-- Begin Stored records --
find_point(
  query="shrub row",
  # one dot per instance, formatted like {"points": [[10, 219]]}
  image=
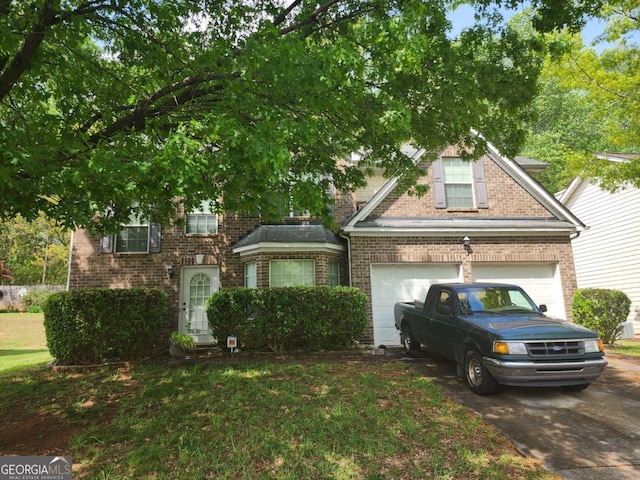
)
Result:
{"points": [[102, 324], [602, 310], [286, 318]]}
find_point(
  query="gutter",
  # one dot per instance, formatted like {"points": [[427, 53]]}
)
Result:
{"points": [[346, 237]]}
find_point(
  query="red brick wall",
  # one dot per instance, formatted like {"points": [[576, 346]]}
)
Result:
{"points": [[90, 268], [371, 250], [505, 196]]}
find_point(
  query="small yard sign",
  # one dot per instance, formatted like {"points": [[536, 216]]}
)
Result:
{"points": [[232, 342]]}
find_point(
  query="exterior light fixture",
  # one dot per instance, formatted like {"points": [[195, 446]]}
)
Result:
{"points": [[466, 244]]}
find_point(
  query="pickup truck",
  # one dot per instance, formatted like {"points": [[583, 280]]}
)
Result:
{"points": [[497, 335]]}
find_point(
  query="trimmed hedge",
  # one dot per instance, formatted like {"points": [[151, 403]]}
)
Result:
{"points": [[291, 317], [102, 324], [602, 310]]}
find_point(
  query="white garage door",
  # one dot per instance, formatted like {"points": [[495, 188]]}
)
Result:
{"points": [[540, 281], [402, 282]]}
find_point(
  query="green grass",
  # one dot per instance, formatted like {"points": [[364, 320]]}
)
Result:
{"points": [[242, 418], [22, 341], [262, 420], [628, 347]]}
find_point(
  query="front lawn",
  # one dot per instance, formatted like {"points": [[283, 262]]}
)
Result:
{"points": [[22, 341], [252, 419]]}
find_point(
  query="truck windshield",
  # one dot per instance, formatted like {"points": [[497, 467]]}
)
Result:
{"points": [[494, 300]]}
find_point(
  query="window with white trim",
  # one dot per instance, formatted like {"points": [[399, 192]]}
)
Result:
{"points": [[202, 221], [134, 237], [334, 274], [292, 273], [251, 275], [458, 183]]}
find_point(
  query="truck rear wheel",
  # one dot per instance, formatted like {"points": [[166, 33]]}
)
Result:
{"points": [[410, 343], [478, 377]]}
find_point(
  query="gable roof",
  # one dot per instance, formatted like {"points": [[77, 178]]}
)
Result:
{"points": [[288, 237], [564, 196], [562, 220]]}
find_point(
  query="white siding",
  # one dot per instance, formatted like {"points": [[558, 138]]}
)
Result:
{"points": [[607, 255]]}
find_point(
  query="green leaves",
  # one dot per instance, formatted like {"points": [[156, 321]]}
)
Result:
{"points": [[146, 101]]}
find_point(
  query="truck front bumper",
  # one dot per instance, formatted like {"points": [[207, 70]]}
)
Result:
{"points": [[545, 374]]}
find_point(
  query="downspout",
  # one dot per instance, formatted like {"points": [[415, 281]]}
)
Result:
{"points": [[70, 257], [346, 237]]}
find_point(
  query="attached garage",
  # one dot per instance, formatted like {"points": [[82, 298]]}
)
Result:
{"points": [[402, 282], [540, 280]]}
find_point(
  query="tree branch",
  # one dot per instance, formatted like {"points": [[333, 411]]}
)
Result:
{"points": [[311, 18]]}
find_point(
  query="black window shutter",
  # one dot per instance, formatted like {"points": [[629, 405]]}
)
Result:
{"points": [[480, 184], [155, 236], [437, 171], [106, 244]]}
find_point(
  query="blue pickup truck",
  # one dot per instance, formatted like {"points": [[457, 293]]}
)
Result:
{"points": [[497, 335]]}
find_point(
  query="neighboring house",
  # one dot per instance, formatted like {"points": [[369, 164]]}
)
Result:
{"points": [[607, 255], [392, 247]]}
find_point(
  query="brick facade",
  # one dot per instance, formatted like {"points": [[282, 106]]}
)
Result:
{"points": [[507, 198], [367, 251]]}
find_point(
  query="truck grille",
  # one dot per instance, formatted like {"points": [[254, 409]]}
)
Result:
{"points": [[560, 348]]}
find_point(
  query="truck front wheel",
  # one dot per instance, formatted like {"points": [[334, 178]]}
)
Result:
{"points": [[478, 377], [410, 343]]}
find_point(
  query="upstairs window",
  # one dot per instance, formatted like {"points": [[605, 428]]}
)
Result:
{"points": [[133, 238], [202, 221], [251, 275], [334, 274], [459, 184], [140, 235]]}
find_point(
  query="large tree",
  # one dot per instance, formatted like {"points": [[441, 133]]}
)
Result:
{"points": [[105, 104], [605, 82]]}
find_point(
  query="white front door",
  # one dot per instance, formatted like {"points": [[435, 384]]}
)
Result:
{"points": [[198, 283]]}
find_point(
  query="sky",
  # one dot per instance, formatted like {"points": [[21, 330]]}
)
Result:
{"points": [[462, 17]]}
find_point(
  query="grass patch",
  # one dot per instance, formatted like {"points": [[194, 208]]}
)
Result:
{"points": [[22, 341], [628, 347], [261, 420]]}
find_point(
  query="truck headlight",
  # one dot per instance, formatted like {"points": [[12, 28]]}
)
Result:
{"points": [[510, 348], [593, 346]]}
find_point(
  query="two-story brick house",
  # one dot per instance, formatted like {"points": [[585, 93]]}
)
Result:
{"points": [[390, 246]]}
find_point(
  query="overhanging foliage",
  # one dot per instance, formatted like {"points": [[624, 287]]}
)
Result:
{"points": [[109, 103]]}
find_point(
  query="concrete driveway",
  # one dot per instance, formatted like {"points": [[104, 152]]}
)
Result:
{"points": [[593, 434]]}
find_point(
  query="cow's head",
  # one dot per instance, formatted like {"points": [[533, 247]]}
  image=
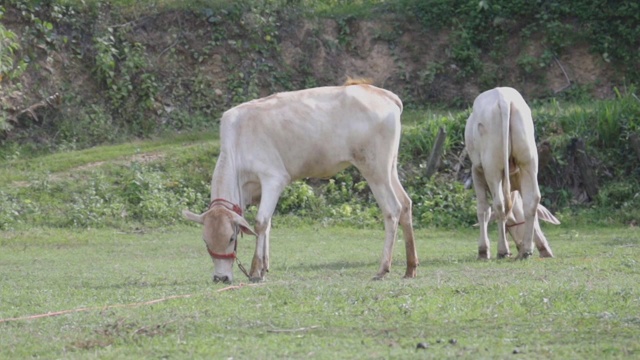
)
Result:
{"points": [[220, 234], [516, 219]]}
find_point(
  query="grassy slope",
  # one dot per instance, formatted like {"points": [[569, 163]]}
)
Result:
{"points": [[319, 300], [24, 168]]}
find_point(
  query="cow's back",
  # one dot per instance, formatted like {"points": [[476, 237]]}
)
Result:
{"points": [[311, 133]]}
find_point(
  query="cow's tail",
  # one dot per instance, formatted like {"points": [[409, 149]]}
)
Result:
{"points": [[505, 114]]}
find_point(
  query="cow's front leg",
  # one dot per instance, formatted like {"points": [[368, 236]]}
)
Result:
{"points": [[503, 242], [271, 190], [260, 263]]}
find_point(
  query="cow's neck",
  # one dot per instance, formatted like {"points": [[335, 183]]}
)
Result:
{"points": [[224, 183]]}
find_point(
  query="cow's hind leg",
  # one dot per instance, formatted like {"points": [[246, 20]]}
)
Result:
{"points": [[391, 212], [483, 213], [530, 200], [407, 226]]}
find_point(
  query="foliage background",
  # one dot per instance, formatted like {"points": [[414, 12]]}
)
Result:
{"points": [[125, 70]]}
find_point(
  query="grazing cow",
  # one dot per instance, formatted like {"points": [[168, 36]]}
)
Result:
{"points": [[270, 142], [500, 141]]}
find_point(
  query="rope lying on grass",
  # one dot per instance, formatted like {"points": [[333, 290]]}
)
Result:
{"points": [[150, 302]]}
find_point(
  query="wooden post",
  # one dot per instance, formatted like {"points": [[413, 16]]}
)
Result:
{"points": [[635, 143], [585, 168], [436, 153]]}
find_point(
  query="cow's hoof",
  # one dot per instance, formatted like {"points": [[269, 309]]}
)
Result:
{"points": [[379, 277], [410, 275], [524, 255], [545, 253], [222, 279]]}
-- End Stored records --
-- Objective --
How many lines in the records above contain the string "brick"? Case matters. Reply with the number alone.

-- Full response --
3